START TEXT BLOCK
Lexer Agent Guide

Use this file for work under lexer/ together with the repository-level AGENTS.md.

Core Metadata

Attribute Value
Name Lexer
Purpose Converts source text into a stream of tokens and provides a unified lexical interface for multiple language modes. Day-to-day changes apply only to ETS (ETSLexer and ETS token tables); TS/AS/JS paths are out of scope.
Primary Language C++

Change Frequency and Scope

  • Lexer is the foundation for Parser: it turns source into a token stream that Parser consumes. This directory is at the front of the pipeline; once its interface is stable, all later stages depend on it.
  • This directory is rarely modified. Most work happens in parser, varbinder, checker, and compiler/lowering. Lexer is touched only when adding or changing keywords, token kinds, or lexical rules; such changes require updating scripts/ and regenerating code, plus careful regression testing.
  • In-scope for changes: only ETSLexer and ETS-related token/keyword tables. TSLexer, ASLexer, and JS lexer paths are out of scope.

Directory Layout

lexer/
├── *.cpp, *.h           # Lexer core and per-language implementations; [in scope] ETSLexer; TSLexer/ASLexer rarely changed
├── token/               # Token, source location, numeric literal parsing
├── regexp/              # Regex literal lexing
├── scripts/             # Token and keyword tables (keywords.yaml, tokens.yaml, Ruby)
└── templates/           # Codegen templates (tokenType, keywords, token.inl, etc. .erb)

Responsibilities

  • Token kinds and keywords: Generated from YAML + Ruby under scripts/ into keywords*.cpp/h, tokenType, etc.; scripts are the single source of truth.
END TEXT BLOCK
WHAT TO DO —
**1)** Return the portion of the lexer guide from "Core Metadata" up to and including "careful regression testing.".
**2)** Supply the next part of the lexer guide, starting right after its last sentence.
The lines that come next are separate material and are not part of the lexer guide.
START GIVEN ENTRIES
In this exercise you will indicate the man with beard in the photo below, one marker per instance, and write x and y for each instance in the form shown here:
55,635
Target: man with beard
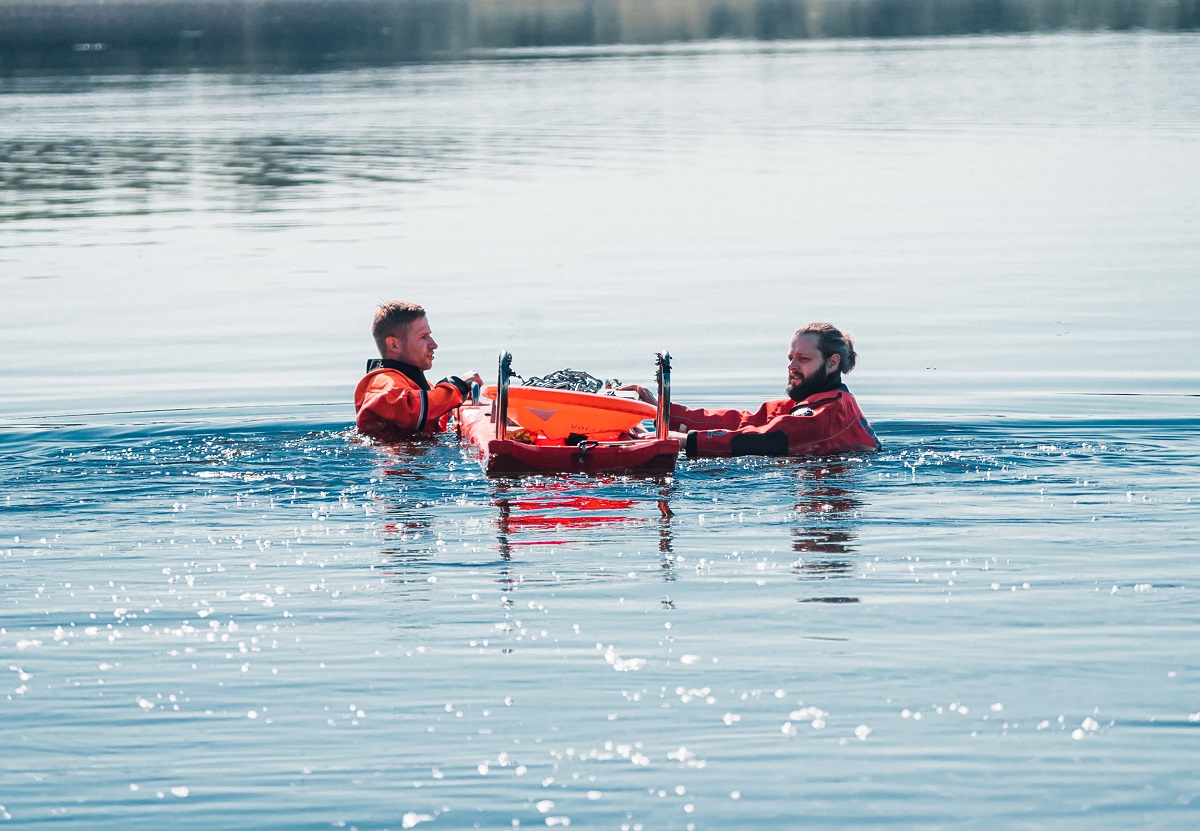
817,418
394,400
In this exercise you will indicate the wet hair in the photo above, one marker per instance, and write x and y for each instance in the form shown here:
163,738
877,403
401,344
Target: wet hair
393,320
831,340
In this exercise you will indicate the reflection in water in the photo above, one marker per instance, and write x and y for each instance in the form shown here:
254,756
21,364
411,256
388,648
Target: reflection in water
132,35
555,513
823,536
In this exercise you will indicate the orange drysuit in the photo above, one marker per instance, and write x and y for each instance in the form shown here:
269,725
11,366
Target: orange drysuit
823,424
395,401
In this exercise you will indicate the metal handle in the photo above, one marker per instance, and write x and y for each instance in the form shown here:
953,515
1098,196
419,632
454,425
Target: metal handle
663,419
502,395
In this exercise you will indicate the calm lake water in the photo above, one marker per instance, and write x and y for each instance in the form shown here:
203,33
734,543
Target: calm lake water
222,609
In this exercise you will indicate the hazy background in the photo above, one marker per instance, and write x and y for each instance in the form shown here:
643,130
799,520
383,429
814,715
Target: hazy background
309,34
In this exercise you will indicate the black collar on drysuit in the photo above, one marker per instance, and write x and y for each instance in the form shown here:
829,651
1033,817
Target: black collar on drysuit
413,374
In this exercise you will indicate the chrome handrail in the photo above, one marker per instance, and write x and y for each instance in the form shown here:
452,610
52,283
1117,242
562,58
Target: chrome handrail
663,418
502,395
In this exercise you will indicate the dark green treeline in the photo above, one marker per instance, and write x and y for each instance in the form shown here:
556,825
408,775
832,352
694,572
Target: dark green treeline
305,34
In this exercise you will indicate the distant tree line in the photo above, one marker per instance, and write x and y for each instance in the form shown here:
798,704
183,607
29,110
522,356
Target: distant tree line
307,34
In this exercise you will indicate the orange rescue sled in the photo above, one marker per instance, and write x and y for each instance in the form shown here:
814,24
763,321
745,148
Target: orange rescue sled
541,430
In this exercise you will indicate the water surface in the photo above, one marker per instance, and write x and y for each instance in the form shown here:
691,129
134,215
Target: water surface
223,609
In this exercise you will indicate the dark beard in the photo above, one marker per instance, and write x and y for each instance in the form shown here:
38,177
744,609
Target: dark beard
810,386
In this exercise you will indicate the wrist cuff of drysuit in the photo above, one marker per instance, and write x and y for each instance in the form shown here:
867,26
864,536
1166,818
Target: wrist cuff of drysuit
463,387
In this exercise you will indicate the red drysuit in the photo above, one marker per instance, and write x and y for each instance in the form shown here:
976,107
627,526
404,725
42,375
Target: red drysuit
396,401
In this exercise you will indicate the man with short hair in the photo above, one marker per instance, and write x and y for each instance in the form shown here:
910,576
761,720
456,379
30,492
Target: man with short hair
817,418
394,400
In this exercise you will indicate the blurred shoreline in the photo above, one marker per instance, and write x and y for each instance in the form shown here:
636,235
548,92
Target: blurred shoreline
288,35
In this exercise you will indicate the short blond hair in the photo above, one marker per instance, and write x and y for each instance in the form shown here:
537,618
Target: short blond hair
393,320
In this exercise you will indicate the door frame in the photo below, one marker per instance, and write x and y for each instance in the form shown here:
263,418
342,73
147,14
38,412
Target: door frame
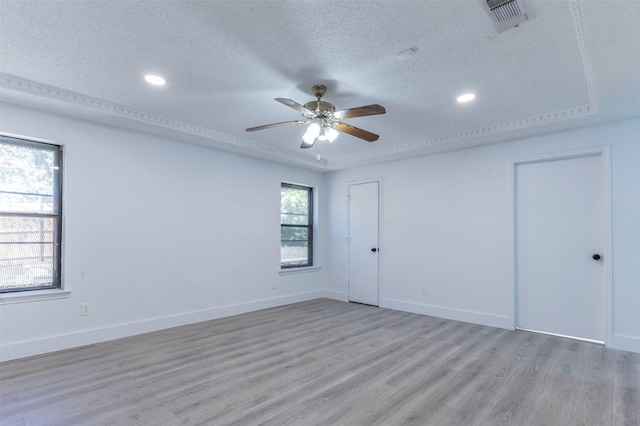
END GIVEN ENTRIES
EXERCISE ANSWERS —
**1)**
Core Metadata

Attribute Value
Name Lexer
Purpose Converts source text into a stream of tokens and provides a unified lexical interface for multiple language modes. Day-to-day changes apply only to ETS (ETSLexer and ETS token tables); TS/AS/JS paths are out of scope.
Primary Language C++

Change Frequency and Scope

  • Lexer is the foundation for Parser: it turns source into a token stream that Parser consumes. This directory is at the front of the pipeline; once its interface is stable, all later stages depend on it.
  • This directory is rarely modified. Most work happens in parser, varbinder, checker, and compiler/lowering. Lexer is touched only when adding or changing keywords, token kinds, or lexical rules; such changes require updating scripts/ and regenerating code, plus careful regression testing.

**2)**
  • Multi-language lexing: ETSLexer (ArkTS/ETS) is the active target for changes; TSLexer, ASLexer, and shared token/regexp/number logic are rarely modified.
  • Source locations: token/sourceLocation records line/column and offsets for parser and diagnostics.

Dependencies

  • Used by: parser, util (diagnostics, options, paths).
  • Depends on: no other ets2panda front-end modules (only C++ stdlib and project infrastructure).

Extending or Modifying

  • New or changed token kind or keyword: Update scripts/tokens.yaml or scripts/keywords.yaml, run the corresponding Ruby scripts to regenerate .h/.cpp, and run regression (Parser and later stages depend on the token stream).
  • ETS lexing or keywords: Change ETS-related tables and ETSLexer; extend ETS entries in scripts/ if needed. Other language modes (TS/AS/JS) are out of scope; avoid changing this layer unless necessary.

Spec Alignment Rules

  • Token/keyword changes that affect language behavior must map to the latest technical-preview spec grammar.
  • If lexer changes imply parser grammar differences, keep parser/docs updates in the same patch.